____ Data supplied
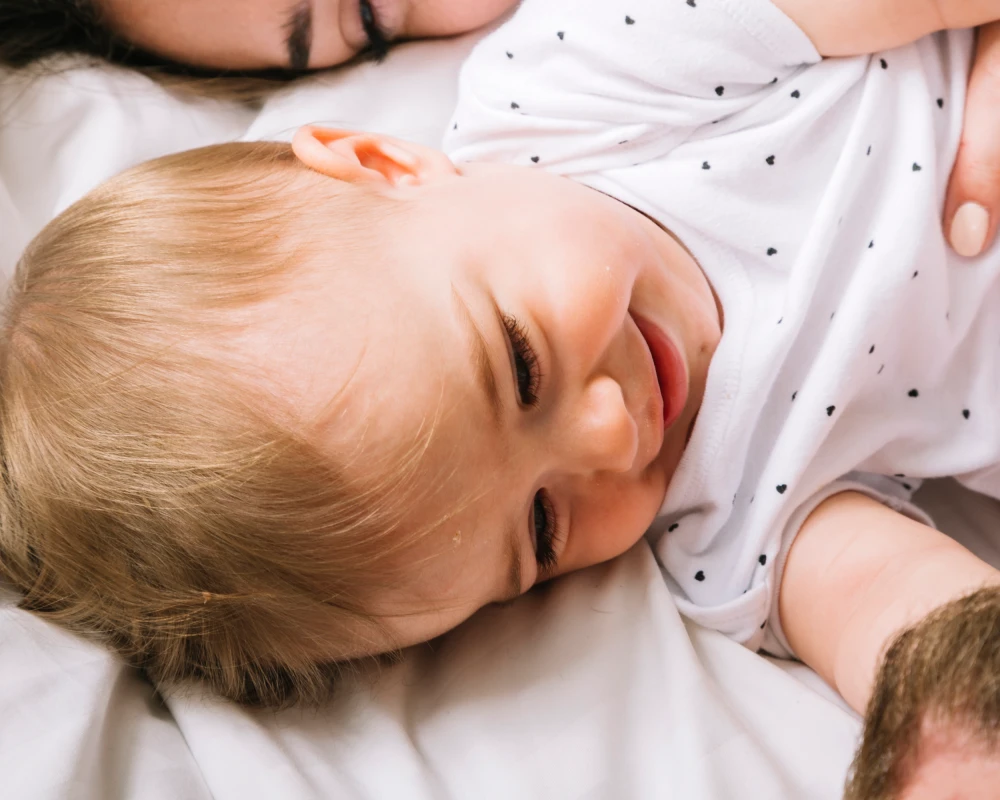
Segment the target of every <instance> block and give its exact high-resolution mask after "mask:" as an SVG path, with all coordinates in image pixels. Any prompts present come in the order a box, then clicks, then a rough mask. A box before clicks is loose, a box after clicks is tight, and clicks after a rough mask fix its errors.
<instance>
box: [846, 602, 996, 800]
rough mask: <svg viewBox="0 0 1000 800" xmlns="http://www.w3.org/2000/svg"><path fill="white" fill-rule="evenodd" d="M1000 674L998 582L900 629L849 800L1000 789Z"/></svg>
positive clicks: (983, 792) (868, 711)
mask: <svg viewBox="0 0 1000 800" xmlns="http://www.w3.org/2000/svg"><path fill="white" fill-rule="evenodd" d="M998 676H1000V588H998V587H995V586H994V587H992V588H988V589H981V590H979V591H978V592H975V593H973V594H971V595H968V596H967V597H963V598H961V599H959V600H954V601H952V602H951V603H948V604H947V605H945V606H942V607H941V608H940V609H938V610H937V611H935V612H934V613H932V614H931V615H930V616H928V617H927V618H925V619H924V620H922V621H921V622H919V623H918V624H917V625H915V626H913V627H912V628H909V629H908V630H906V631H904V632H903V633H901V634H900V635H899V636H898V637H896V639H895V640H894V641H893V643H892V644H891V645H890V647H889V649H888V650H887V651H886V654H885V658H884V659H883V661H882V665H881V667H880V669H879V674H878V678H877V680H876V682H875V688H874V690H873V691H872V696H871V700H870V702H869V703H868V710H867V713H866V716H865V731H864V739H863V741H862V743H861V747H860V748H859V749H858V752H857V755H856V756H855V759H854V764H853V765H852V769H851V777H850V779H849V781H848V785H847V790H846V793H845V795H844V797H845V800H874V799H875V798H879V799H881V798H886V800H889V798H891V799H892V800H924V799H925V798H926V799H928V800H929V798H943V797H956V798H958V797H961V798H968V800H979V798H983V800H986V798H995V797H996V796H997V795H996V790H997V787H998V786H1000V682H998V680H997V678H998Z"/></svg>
________
- [Work required]
Without the pictures, write out every entry precisely as it appears.

- [Answer for this exercise]
Segment the target of every <instance> block and give its exact high-resolution mask after "mask:" as an SVG path, with all coordinates in image pixels. Any prompts present come in the order a box, then clicks, then a rough mask. A box before clicks is loose, a box after clicks is tight, and clicks after a rough mask fix its errors.
<instance>
box: [846, 602, 996, 800]
rough mask: <svg viewBox="0 0 1000 800" xmlns="http://www.w3.org/2000/svg"><path fill="white" fill-rule="evenodd" d="M1000 674L998 582L900 629L849 800L1000 789Z"/></svg>
positive clicks: (983, 792) (868, 711)
mask: <svg viewBox="0 0 1000 800" xmlns="http://www.w3.org/2000/svg"><path fill="white" fill-rule="evenodd" d="M998 676H1000V588H998V587H995V586H994V587H992V588H988V589H981V590H979V591H978V592H975V593H973V594H971V595H968V596H967V597H963V598H961V599H959V600H954V601H952V602H951V603H948V604H947V605H945V606H942V607H941V608H940V609H938V610H937V611H935V612H934V613H932V614H931V615H930V616H928V617H927V618H925V619H924V620H922V621H921V622H919V623H918V624H917V625H915V626H913V627H912V628H909V629H908V630H906V631H904V632H903V633H901V634H900V635H899V636H898V637H896V639H895V640H894V641H893V643H892V644H891V645H890V647H889V649H888V650H887V651H886V654H885V658H884V659H883V661H882V665H881V667H880V669H879V674H878V678H877V680H876V682H875V688H874V690H873V691H872V696H871V700H870V702H869V703H868V710H867V713H866V716H865V731H864V739H863V741H862V743H861V747H860V748H859V749H858V752H857V755H856V756H855V759H854V764H853V765H852V769H851V777H850V779H849V781H848V785H847V790H846V793H845V795H844V797H845V800H874V799H875V798H879V799H881V798H886V800H889V798H891V799H892V800H924V799H925V798H926V799H928V800H929V798H943V797H956V798H958V797H961V798H968V800H979V798H983V800H986V798H995V797H996V796H997V795H996V790H997V787H998V786H1000V682H998V680H997V678H998Z"/></svg>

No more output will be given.